**WHAT YOU ARE ASKED TO DO**
Can you reproduce the entries below word for word, starting at the very first line and ending after the line that contains "column 493, row 389", with that line included?

-- Start of SOURCE RECORDS --

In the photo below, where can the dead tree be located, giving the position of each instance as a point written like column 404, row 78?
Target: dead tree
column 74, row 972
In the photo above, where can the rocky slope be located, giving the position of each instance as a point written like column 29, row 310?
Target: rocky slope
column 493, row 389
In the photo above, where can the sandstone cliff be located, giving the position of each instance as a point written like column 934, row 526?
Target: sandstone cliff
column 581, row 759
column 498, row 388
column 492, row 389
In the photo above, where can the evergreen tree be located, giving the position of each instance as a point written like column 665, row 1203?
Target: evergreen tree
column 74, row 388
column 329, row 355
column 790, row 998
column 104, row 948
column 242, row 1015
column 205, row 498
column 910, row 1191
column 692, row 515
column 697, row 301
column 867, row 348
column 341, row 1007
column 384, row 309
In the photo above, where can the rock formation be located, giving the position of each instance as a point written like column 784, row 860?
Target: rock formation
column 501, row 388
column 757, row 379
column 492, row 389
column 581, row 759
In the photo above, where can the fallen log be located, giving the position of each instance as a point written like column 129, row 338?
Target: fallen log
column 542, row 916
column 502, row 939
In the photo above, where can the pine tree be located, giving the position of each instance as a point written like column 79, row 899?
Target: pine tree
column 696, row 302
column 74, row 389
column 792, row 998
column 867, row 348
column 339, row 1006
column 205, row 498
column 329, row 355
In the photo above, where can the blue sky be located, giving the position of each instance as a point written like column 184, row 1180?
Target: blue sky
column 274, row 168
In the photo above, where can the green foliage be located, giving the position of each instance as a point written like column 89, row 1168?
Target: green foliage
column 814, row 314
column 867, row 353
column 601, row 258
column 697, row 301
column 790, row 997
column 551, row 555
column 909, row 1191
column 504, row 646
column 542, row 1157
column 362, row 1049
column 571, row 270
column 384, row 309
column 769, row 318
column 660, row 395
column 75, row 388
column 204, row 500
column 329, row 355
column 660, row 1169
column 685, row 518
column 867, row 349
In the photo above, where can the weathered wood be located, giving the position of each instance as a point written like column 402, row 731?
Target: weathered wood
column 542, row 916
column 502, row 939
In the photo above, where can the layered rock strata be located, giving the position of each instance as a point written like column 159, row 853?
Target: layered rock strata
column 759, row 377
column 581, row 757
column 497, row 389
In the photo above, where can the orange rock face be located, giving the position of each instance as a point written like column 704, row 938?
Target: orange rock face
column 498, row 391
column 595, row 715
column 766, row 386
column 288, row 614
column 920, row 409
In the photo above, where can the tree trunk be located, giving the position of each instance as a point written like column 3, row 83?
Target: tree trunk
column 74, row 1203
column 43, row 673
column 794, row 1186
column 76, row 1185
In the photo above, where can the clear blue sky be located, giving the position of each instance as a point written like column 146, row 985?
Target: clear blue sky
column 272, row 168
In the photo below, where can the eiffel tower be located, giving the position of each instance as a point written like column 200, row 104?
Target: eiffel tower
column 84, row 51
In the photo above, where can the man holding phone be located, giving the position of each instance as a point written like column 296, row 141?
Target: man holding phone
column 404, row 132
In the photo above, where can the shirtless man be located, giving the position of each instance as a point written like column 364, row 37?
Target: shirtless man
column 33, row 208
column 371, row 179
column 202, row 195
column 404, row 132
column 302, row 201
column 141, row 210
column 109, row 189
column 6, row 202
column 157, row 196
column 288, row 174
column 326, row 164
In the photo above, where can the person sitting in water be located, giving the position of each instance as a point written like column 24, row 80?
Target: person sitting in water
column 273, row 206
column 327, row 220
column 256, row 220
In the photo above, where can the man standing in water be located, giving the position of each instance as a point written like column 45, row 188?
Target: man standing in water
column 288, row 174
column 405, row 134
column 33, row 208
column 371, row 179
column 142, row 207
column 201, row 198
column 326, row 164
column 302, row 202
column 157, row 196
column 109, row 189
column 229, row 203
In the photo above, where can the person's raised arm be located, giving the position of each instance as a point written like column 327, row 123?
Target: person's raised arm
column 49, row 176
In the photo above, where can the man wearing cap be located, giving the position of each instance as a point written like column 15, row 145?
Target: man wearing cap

-- End of SOURCE RECORDS --

**IN RESPONSE**
In the photo below, where can the dead tree be located, giving the position of each instance as a point written like column 404, row 78?
Target: dead tree
column 74, row 972
In the photo above, where can the rocky slope be located, giving the position of each instance as a point written like column 29, row 310?
Target: rocky slope
column 493, row 389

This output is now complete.